The whole idea of a side-hustle that involves one of our passions is bad enough, but now we’re in a world where hundreds of millions of dollars are spent every year marketing to us how important it is to never stop working.

Kate Knibbs describes this by focusing on one of the largest offenders, Uber:

Companies like Uber want to spit-shine the concept of “side hustle” so it looks like a better alternative to steady, gainful employment. If people see gig-economy labor as a flexible stepping stone to a better life, they’re less likely to also see it as a force eroding a work culture with protections and benefits for employees in favor of a low-ball freelance marketplace… Uber is selling a fantasy of economic advancement through the corrosion of employment benefits and stability, pitching increased subjugation to the corporation as some sort of salvo.

The economic conditions that have given rise to gig-economy industries like Uber are the reason we creatives feel constant pressure to monetize our joys. But the sad fact of side-hustling and trying to survive in this gig economy is spelled out quite plainly when Kate turns to a more philosophical analysis of what’s going on:

People don’t get rich as Uber drivers. They evade poverty as Uber drivers.

• **Dataset excerpts**
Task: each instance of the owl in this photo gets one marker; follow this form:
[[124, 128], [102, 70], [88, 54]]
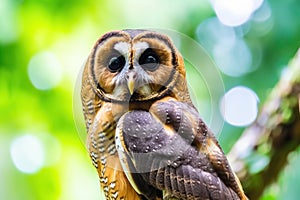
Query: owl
[[145, 136]]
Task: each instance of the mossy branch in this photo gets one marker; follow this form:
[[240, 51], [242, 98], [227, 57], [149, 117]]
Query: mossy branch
[[261, 153]]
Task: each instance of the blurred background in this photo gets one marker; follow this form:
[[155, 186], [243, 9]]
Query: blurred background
[[44, 43]]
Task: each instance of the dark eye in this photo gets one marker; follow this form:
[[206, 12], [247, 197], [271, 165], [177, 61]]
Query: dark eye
[[116, 63], [149, 60]]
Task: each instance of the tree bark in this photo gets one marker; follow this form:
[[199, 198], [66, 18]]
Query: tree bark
[[261, 153]]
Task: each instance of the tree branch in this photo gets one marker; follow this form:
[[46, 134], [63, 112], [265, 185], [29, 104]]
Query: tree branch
[[261, 152]]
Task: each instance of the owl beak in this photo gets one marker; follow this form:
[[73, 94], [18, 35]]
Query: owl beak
[[131, 76]]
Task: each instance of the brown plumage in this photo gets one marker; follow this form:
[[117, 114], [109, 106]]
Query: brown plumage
[[145, 137]]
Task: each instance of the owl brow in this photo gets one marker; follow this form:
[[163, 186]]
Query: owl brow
[[167, 42], [97, 45]]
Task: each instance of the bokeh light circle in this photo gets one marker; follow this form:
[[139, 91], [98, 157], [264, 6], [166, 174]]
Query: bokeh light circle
[[239, 106], [44, 70]]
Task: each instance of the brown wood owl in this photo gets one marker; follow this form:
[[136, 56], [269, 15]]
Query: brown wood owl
[[145, 137]]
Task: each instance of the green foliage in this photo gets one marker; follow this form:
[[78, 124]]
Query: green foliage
[[68, 29]]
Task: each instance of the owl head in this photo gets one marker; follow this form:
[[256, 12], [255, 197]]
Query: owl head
[[135, 66]]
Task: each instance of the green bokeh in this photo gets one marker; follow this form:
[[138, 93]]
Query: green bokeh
[[68, 30]]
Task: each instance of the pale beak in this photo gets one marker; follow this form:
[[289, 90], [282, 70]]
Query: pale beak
[[131, 76]]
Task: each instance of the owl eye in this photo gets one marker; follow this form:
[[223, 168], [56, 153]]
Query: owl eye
[[149, 60], [116, 63]]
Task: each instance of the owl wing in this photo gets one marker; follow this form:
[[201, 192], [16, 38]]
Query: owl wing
[[185, 119], [161, 161]]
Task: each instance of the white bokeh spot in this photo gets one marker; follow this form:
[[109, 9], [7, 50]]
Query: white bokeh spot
[[239, 106], [44, 70], [235, 12], [27, 153]]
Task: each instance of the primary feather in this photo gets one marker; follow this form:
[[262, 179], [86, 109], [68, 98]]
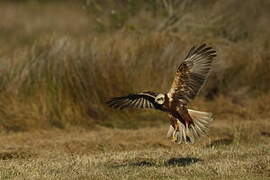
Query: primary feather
[[192, 73]]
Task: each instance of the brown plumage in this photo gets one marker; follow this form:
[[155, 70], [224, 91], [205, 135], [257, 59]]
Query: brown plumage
[[186, 124]]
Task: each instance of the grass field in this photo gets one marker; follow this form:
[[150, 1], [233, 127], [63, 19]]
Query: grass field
[[233, 150], [61, 60]]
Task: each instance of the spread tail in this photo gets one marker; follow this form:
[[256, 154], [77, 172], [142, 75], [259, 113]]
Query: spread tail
[[195, 130]]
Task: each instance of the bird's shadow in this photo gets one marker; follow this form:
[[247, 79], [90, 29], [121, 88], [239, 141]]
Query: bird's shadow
[[181, 162]]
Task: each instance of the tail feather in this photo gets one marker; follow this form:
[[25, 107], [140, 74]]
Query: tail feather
[[197, 129], [201, 122]]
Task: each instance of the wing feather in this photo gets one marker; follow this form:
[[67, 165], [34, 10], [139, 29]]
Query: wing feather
[[139, 100], [192, 73]]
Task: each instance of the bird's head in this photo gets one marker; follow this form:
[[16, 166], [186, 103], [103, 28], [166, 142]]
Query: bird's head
[[160, 99]]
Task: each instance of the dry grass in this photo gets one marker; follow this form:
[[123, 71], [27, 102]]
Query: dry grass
[[55, 75], [59, 62], [234, 150]]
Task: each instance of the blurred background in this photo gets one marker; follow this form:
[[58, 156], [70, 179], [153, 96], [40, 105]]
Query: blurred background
[[61, 60]]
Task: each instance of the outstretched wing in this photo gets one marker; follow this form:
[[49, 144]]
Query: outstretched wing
[[192, 73], [139, 100]]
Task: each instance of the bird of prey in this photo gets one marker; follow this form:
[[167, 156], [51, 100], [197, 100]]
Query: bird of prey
[[186, 125]]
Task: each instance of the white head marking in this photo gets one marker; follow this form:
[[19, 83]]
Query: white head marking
[[160, 99]]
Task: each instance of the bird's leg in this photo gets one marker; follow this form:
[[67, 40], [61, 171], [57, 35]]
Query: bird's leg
[[176, 129]]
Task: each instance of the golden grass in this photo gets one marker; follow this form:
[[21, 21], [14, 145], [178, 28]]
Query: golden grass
[[233, 149], [60, 61]]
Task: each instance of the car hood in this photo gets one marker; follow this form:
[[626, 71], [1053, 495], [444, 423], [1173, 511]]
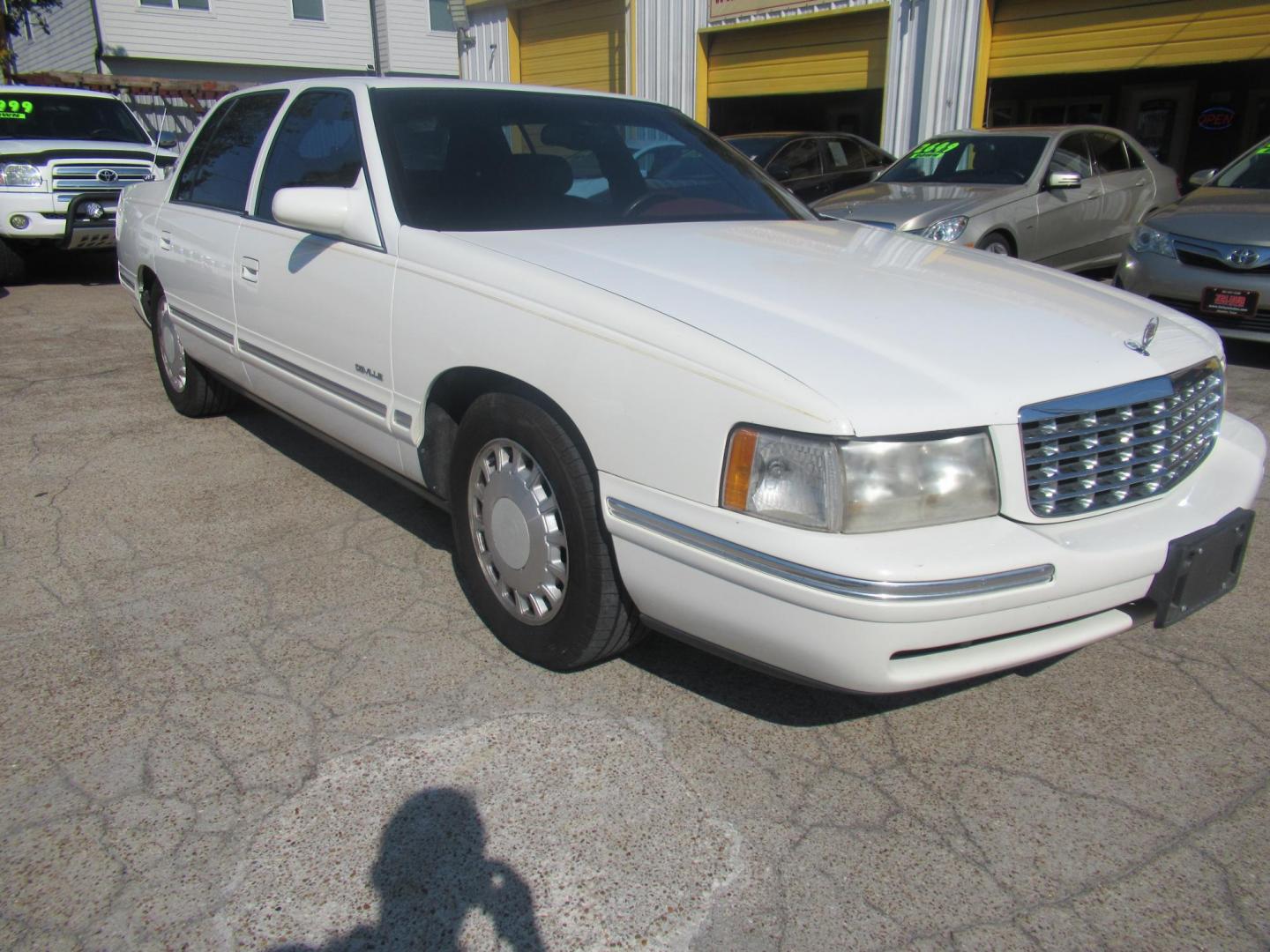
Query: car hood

• **Stated goal**
From the passage on side hustles above, reproduce word for word the stretch from "Kate Knibbs describes" through "sort of salvo.".

• **The reply**
Kate Knibbs describes this by focusing on one of the largest offenders, Uber:

Companies like Uber want to spit-shine the concept of “side hustle” so it looks like a better alternative to steady, gainful employment. If people see gig-economy labor as a flexible stepping stone to a better life, they’re less likely to also see it as a force eroding a work culture with protections and benefits for employees in favor of a low-ball freelance marketplace… Uber is selling a fantasy of economic advancement through the corrosion of employment benefits and stability, pitching increased subjugation to the corporation as some sort of salvo.